- _SHORT TASK_
Please turn the records below into a Markdown table with two columns, No. and Line, giving each line its own numbered row and skipping blank lines. Leave the pictures out of your answer.
— start of INFORMATION GIVEN —
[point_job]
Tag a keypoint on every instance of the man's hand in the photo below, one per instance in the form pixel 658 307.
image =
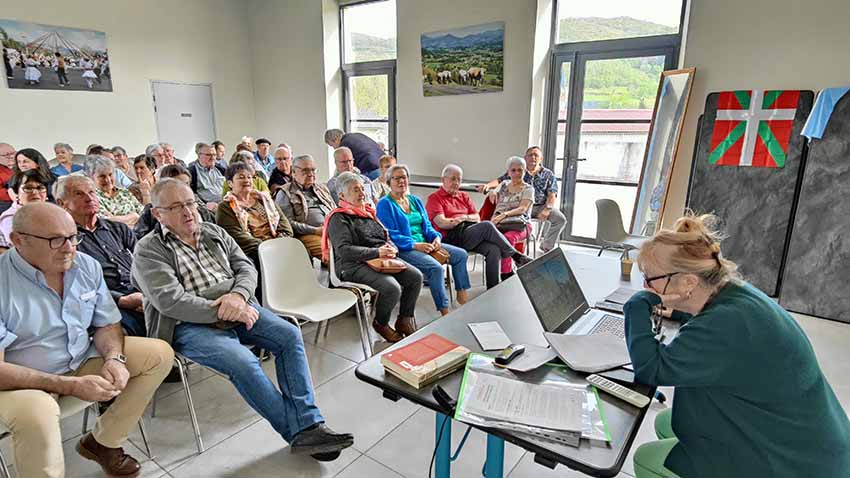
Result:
pixel 116 373
pixel 94 388
pixel 131 302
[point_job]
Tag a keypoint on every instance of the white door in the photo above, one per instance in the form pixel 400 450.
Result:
pixel 184 116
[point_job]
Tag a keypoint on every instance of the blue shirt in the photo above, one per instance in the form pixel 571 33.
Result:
pixel 42 331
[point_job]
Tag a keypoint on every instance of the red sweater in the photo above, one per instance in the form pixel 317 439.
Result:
pixel 449 206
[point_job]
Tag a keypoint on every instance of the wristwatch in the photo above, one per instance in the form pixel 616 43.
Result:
pixel 120 358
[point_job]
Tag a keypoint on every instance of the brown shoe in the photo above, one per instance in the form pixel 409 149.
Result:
— end of INFORMATION GIVEN —
- _SOLUTION TO THIS TASK_
| No. | Line |
|---|---|
| 1 | [point_job] |
| 2 | Tag a keypoint on every instance of the man's hand in the photo below, one per instance in the form pixel 658 307. |
| 3 | image = |
| 4 | Result: |
| 5 | pixel 116 373 |
| 6 | pixel 94 388 |
| 7 | pixel 131 302 |
| 8 | [point_job] |
| 9 | Tag a keypoint on every instance of the white door in the photo above, one per instance in the form pixel 400 450. |
| 10 | Result: |
| 11 | pixel 184 116 |
| 12 | [point_job] |
| 13 | Tag a keypoint on every instance of the blue shirt in the photo above, one per instance in the form pixel 571 33. |
| 14 | Result: |
| 15 | pixel 42 331 |
| 16 | [point_job] |
| 17 | Tag a keypoint on every instance of the red sweater in the photo above, one per instance in the form pixel 317 439. |
| 18 | Result: |
| 19 | pixel 449 206 |
| 20 | [point_job] |
| 21 | Tag a keypoint on every instance of the wristwatch in the photo above, one per instance in the form pixel 616 43. |
| 22 | Result: |
| 23 | pixel 120 358 |
| 24 | [point_job] |
| 25 | Tag a keypoint on every instance of the brown shoe in the photo above, one per instance in the form pixel 409 149. |
| 26 | Result: |